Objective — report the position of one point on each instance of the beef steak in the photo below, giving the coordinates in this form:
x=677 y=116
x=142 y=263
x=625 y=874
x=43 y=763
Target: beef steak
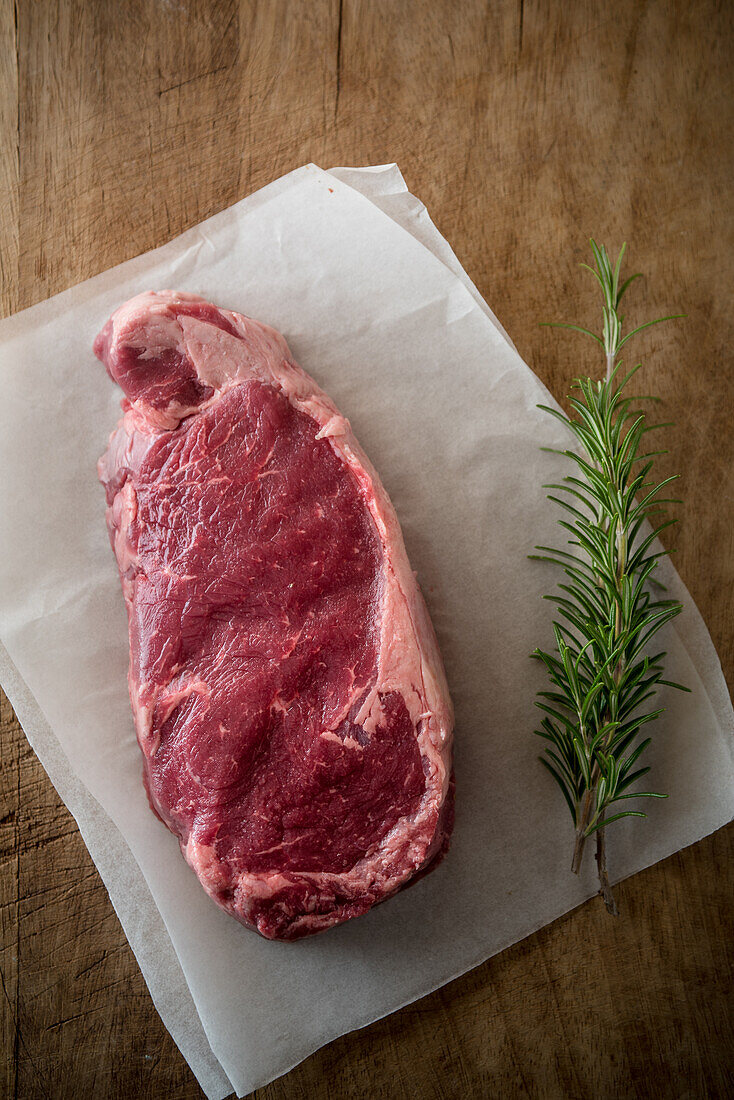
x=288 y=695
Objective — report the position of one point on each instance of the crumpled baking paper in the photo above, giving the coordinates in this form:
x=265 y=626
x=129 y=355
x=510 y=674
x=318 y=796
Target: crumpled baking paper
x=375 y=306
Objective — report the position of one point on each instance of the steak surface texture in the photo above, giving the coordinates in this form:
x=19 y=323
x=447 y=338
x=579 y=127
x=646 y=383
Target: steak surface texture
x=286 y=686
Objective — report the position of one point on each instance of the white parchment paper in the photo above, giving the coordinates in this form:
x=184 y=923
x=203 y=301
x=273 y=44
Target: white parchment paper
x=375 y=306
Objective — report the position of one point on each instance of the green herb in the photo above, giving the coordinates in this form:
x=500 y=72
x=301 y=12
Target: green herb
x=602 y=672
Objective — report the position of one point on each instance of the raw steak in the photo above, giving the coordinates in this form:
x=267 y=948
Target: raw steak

::::

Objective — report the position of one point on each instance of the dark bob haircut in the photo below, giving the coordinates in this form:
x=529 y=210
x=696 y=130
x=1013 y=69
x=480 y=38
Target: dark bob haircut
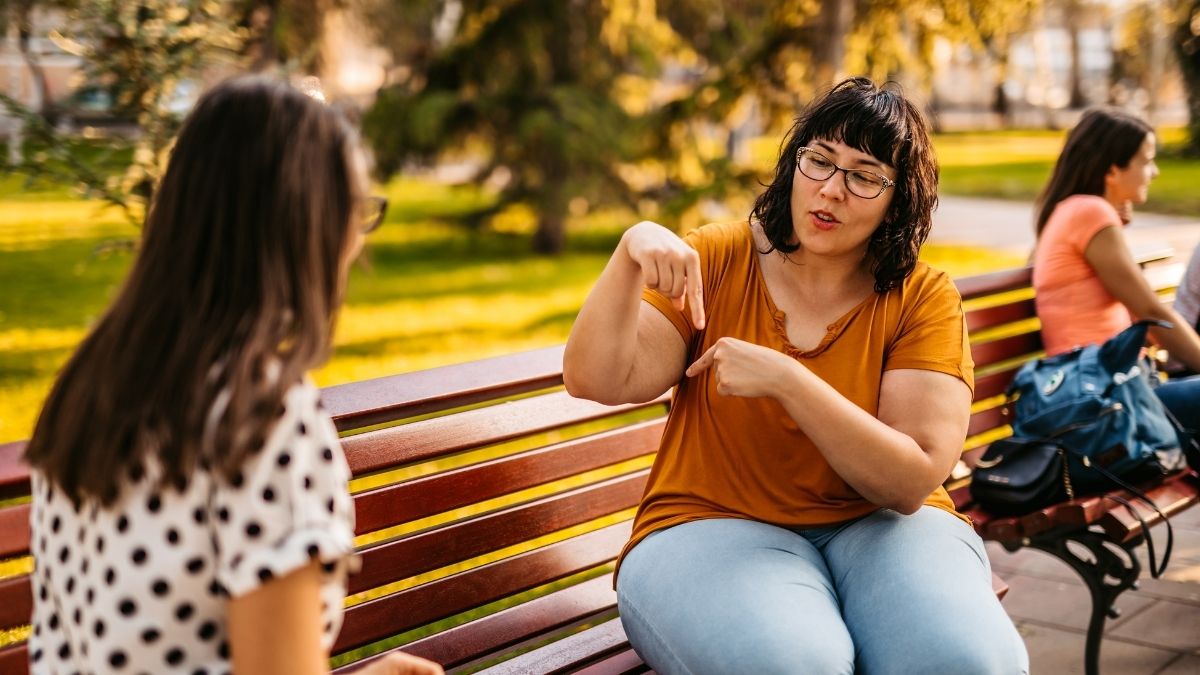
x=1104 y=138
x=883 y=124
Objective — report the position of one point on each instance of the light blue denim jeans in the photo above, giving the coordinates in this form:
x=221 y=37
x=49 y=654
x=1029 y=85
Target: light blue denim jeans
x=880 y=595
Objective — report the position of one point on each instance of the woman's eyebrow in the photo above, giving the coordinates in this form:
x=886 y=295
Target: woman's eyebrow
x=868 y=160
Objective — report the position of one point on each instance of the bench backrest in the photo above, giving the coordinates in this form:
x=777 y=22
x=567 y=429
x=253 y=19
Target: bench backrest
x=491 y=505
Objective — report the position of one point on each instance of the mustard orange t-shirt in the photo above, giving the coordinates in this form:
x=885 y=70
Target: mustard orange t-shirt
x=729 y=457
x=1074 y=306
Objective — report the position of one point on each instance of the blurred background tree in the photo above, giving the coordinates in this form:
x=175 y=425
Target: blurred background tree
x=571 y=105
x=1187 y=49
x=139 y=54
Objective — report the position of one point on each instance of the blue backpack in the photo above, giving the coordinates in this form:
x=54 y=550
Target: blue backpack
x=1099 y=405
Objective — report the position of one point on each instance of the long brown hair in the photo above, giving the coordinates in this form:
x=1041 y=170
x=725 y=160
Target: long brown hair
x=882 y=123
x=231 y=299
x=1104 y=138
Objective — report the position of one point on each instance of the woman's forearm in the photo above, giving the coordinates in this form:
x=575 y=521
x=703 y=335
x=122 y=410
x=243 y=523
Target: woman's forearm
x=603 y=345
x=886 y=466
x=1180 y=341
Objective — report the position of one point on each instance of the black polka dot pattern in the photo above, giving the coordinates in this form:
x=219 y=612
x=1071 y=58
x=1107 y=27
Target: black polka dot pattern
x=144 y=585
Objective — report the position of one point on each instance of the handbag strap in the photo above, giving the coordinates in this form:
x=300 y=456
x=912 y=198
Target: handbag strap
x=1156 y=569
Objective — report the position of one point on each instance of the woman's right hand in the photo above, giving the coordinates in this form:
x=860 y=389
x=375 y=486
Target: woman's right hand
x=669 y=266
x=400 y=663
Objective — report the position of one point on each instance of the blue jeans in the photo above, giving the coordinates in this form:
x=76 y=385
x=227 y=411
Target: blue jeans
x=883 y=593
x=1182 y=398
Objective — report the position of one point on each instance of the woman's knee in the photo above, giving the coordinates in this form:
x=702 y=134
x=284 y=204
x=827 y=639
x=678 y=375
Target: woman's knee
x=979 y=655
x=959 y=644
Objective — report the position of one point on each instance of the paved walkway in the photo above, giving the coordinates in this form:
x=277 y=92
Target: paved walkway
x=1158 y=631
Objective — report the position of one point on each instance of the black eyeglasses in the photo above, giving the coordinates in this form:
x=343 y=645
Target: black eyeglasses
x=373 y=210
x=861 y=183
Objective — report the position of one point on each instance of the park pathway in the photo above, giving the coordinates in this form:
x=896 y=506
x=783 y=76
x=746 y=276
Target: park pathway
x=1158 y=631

::::

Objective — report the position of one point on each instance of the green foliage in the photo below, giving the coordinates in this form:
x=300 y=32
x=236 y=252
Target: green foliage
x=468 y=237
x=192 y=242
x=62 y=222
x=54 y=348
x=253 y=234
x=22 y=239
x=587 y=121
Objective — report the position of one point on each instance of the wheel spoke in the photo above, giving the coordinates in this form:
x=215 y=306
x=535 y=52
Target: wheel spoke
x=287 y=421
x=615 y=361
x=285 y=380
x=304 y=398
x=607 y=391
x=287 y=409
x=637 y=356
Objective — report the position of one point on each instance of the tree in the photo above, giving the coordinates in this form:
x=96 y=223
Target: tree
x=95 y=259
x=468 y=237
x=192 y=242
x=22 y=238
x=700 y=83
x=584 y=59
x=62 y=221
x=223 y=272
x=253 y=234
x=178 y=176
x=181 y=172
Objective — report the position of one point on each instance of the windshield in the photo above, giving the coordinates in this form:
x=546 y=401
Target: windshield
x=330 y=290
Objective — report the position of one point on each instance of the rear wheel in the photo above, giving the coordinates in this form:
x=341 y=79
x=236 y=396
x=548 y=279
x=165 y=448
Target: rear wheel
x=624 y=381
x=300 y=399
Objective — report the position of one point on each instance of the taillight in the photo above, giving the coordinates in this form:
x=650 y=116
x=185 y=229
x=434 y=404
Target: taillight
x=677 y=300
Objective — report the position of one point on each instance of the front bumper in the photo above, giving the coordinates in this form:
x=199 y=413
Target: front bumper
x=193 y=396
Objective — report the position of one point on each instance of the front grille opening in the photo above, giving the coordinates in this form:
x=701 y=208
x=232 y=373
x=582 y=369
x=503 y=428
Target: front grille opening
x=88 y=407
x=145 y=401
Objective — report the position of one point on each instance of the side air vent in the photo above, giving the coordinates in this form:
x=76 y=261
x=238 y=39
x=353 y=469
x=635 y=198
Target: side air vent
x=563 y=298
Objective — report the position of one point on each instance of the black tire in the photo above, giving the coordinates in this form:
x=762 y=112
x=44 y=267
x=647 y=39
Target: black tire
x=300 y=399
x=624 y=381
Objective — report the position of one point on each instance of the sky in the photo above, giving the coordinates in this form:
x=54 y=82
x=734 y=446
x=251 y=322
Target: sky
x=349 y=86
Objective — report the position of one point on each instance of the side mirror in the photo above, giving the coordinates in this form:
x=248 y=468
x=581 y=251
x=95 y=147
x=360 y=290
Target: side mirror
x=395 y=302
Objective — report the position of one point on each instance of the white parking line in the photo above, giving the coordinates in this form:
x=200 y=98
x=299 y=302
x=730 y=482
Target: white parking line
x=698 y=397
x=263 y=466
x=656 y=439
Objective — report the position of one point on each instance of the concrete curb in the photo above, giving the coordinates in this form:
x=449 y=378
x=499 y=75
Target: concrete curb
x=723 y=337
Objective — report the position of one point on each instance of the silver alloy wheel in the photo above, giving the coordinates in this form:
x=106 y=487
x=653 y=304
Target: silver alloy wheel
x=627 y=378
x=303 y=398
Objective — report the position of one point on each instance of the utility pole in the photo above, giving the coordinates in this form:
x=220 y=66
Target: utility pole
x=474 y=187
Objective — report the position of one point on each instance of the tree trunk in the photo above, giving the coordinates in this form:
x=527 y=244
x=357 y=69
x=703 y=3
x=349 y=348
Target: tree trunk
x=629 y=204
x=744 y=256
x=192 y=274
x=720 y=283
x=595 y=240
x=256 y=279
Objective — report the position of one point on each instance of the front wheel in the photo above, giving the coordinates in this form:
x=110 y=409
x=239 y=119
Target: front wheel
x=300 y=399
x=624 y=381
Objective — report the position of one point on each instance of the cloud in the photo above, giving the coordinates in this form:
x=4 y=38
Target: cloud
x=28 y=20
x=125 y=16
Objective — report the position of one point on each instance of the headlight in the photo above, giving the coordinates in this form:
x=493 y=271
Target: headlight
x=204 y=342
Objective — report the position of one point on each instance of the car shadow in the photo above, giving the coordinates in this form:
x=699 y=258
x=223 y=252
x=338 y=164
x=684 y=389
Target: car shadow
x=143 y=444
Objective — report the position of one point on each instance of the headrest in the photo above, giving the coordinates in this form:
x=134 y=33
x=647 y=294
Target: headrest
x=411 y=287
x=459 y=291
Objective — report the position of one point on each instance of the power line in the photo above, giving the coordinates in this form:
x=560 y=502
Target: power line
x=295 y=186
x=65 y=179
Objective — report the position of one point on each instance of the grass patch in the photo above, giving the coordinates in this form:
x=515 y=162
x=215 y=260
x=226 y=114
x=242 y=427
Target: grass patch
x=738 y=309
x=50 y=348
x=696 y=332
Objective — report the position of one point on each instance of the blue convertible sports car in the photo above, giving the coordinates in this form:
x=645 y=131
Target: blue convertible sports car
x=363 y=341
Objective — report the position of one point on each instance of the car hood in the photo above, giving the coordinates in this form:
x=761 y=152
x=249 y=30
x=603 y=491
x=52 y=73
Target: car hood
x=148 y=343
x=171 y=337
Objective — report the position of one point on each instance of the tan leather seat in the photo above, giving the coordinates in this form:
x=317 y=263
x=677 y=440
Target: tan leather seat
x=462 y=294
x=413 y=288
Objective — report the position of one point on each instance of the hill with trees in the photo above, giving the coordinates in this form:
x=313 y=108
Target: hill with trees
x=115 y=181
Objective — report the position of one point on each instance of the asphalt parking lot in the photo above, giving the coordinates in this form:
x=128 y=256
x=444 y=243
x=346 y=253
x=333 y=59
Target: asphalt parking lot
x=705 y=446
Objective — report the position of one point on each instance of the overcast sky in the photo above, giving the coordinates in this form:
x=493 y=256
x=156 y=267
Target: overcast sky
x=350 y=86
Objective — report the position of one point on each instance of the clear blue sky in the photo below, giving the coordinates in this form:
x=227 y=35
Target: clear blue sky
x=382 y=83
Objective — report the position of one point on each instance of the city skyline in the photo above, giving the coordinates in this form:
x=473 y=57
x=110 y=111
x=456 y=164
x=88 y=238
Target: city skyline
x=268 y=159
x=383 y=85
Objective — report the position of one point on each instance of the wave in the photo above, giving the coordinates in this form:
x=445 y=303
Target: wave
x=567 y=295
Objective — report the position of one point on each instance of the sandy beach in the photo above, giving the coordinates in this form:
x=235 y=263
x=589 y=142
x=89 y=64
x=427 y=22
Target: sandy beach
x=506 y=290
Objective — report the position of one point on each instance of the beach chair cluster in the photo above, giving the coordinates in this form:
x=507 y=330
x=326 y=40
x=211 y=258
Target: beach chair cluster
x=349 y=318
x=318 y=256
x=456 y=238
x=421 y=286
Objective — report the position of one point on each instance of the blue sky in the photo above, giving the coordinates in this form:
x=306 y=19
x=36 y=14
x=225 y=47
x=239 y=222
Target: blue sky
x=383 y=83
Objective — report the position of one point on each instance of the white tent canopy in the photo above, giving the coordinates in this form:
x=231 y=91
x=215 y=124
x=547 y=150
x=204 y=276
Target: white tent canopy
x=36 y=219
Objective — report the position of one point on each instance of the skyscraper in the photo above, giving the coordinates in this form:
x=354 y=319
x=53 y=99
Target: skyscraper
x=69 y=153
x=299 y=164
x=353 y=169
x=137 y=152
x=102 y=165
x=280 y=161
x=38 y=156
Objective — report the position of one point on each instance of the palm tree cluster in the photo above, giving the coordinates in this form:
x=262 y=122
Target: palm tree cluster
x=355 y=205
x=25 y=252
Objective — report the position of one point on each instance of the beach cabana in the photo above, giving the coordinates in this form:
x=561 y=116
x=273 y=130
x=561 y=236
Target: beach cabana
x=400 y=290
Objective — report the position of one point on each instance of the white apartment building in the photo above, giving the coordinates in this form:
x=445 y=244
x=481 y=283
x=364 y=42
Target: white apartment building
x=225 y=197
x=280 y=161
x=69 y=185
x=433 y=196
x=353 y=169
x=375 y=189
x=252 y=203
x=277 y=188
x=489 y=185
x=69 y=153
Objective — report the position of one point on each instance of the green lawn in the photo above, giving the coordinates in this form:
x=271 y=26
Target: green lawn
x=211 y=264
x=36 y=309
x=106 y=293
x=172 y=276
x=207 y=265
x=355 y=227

::::

### What is needed
Show every line in the listing above that carries the word "below".

### Answer box
Objective — report the position of one point on each instance of the beef steak in the photo below, giving the coordinates in this form:
Objective — report the position of one point on each instance of the dark bob haircut in the photo below, giving the coordinates in this form:
Objective — report the position of one point on each instance of the green foliage in the photo below, giving the coordinates in this form:
Objective — report the position of one point on each instance of the clear blue sky in the photo below, giving the coordinates in this form:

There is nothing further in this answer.